WHAT TO DO:
Go through the listing and write out each line exactly.

RECORDS FOR THIS TASK:
== Segment start ==

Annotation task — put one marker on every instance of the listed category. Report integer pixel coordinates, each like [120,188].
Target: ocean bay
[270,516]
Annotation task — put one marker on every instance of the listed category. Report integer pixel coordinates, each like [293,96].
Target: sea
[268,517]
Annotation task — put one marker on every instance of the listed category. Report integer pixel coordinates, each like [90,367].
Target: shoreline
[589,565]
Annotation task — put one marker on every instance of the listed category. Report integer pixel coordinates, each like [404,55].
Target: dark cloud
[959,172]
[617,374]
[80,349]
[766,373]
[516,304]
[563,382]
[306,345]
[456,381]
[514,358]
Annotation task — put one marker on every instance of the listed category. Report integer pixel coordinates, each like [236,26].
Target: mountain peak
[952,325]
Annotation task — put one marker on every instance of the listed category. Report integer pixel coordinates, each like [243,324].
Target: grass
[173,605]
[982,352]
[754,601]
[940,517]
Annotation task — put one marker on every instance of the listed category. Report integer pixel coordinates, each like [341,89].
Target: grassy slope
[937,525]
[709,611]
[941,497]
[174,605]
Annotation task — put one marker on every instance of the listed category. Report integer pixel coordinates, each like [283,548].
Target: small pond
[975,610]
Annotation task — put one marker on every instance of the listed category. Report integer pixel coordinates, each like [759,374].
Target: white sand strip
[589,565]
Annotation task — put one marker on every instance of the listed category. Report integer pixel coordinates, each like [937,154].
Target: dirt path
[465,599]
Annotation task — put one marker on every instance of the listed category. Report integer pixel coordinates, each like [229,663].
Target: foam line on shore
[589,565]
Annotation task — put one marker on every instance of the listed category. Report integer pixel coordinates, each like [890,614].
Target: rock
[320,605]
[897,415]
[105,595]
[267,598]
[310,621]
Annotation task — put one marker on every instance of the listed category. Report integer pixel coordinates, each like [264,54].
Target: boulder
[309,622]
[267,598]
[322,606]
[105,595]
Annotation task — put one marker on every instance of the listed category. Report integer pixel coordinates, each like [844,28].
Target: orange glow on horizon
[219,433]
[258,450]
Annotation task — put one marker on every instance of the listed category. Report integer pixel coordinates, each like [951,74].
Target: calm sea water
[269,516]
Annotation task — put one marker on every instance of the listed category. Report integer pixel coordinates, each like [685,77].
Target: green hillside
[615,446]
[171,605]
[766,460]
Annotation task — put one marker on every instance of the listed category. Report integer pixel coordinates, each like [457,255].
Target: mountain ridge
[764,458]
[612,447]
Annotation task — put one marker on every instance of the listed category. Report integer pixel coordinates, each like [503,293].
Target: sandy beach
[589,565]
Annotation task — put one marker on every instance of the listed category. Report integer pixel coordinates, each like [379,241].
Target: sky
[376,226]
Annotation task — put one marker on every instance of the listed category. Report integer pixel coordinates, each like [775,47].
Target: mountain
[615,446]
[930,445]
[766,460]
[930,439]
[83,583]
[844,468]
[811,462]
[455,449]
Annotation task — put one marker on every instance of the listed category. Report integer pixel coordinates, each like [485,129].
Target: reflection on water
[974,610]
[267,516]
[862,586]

== Segment end ==

EXERCISE RESULT:
Annotation task — put one marker on every instance of the listed category. Report integer pixel coordinates, each like [120,188].
Target: ocean bay
[270,516]
Annotation task — put one marker on every instance of the listed category. Report integer pixel coordinates, each like [293,96].
Target: sea
[268,517]
Annotation task — put one marker on every instance of the listed category. Report integer pixel coordinates, each like [90,367].
Target: shoreline
[589,565]
Annotation task — put one marker on every instance of the listed category. Report integer pixel coordinates, each like [404,55].
Target: dark cloud
[959,172]
[617,374]
[80,349]
[766,373]
[516,304]
[563,382]
[306,345]
[456,381]
[514,358]
Annotation task — put one marker on every instance of the listed category. Report integer pixel coordinates, each like [236,26].
Target: mountain peak
[952,325]
Annotation task — put one marker on every instance of the listed category. Report integer pixel coordinates, each like [243,324].
Target: grass
[173,605]
[982,352]
[754,601]
[940,517]
Annotation task — put one marker on every instance of the listed category. Report integer pixel coordinates, each like [341,89].
Target: grassy slope
[937,525]
[709,611]
[941,497]
[174,605]
Annotation task — put one marker on every instance of the listed category. Report integer pixel coordinates, each like [283,548].
Target: small pond
[975,610]
Annotation task — put one marker on every instance of the listed category. Report integer pixel coordinates, each like [759,374].
Target: white sand strip
[589,565]
Annotation task — put one marker on every instance of the listed category. Report integer pixel coordinates, each like [937,154].
Target: dirt path
[465,599]
Annotation task — put one marker on every instance of the listed category. Report integer pixel coordinates, each like [229,663].
Target: foam line on shore
[589,565]
Annotation task — put one marker on every instance of the listed category. Report integer pixel coordinates, each like [890,614].
Target: rock
[320,605]
[897,415]
[105,595]
[267,598]
[310,621]
Annotation task — put one marker on every instance of the listed category. Report integer pixel coordinates, each like [264,54].
Target: boulder
[309,622]
[267,598]
[322,606]
[105,595]
Annotation task — put one marker on every instance of the listed category. Report integer pixel coordinates, each like [844,28].
Target: orange glow on horizon
[219,433]
[258,450]
Annotation task — put one marker on every instance of the listed category. Report integer pixel coordinates, each like [951,74].
Target: calm sea water
[269,516]
Annotation task — put one marker on every instance of the listed category. Report integer pixel coordinates, each like [685,77].
Target: green hillside
[615,446]
[171,605]
[766,460]
Annotation task — put one marker on every instance of the listed category. Report integer pixel coordinates, each like [457,255].
Target: mountain ridge
[764,458]
[612,447]
Annotation task — put one marker on every instance of the listed category. Report integer pixel coordinates, each like [503,293].
Target: sandy beach
[589,565]
Annotation task — put one marker on every instance of the listed category. Report integer pixel coordinates, each like [379,241].
Target: sky
[376,226]
Annotation task — put one marker on every instance of the listed category. Report integer pixel coordinates, each like [775,47].
Target: mountain
[615,446]
[930,445]
[766,460]
[930,439]
[83,583]
[844,468]
[811,462]
[455,449]
Annotation task — put one marker on every instance of the listed category. Report integer pixel coordinates, each like [485,129].
Target: reflection on water
[974,610]
[267,516]
[862,586]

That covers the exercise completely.